**Your task**
Every line from the one with "Would you mind pointing out the warm" through the final line of the entries below should be returned exactly; leave out all other lines.

-------- Exercise inputs --------

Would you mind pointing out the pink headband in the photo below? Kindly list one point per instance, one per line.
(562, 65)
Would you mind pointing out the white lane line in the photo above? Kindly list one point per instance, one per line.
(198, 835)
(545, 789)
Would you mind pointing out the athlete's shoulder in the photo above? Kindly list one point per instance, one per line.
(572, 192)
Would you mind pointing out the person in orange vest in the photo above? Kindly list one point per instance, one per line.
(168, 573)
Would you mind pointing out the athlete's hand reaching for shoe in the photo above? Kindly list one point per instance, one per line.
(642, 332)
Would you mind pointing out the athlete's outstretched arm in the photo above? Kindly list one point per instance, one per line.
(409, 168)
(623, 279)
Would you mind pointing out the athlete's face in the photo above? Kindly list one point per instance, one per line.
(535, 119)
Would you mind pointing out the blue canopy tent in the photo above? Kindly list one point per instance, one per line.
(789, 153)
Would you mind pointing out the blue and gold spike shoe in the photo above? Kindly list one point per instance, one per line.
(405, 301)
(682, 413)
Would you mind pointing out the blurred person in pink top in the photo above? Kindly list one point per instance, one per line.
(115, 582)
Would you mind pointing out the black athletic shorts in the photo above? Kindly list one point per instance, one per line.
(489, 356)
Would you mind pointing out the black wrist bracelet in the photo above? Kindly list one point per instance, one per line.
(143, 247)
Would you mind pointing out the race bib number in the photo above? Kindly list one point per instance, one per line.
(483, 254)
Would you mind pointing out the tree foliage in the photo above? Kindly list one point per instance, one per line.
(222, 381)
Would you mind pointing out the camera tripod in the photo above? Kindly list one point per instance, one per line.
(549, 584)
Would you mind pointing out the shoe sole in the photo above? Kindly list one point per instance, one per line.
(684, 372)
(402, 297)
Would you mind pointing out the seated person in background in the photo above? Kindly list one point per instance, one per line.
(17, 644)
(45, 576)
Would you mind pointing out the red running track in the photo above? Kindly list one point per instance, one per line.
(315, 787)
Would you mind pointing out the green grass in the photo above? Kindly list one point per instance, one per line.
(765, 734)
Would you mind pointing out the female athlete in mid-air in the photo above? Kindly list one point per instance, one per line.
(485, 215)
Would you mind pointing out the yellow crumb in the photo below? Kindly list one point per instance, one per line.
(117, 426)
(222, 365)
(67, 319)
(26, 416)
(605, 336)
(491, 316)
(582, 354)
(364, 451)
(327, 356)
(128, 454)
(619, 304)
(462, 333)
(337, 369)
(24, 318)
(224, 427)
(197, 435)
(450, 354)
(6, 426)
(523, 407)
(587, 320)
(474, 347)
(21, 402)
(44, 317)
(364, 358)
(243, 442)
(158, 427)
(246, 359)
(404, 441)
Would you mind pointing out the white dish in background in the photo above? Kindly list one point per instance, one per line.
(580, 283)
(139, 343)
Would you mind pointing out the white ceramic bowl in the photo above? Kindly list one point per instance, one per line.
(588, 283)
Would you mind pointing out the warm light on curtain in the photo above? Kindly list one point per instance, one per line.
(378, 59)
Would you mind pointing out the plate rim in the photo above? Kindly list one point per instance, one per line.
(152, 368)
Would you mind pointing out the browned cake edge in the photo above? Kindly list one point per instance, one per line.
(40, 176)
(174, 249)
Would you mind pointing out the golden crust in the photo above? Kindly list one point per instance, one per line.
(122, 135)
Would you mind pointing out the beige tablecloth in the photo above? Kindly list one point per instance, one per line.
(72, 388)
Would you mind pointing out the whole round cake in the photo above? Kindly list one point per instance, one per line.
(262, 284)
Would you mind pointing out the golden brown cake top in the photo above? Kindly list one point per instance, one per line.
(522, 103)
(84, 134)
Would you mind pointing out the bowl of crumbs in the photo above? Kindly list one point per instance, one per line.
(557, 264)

--------

**Task answer**
Would you mind pointing out the warm light on curtain in the photo above? Kindly list one point per instance, one per line.
(378, 59)
Would you mind pointing out the plate rim in the photo above? Kindly list one point per instance, one per line.
(152, 368)
Would you mind pointing out the browned cake edge in the photo above? Kindly list one point per instance, one per line.
(40, 176)
(174, 249)
Would you mind pointing out the golden crust in the photo above? Kindly list one point per instance, one per line.
(122, 135)
Would you mind pointing out the beige tablecloth in the photo above? Kindly list one point per instance, one per line.
(72, 388)
Would you mind pointing out the whole round cake in the photo above? Kindly list one point per instance, one per line.
(262, 284)
Would you mind pointing out the golden brown cake top in the photo above? Kindly list one point per instance, one per line.
(522, 103)
(84, 134)
Would you mind pointing out the bowl of crumbs in the photo above? Kindly list one point per instance, one per line.
(557, 264)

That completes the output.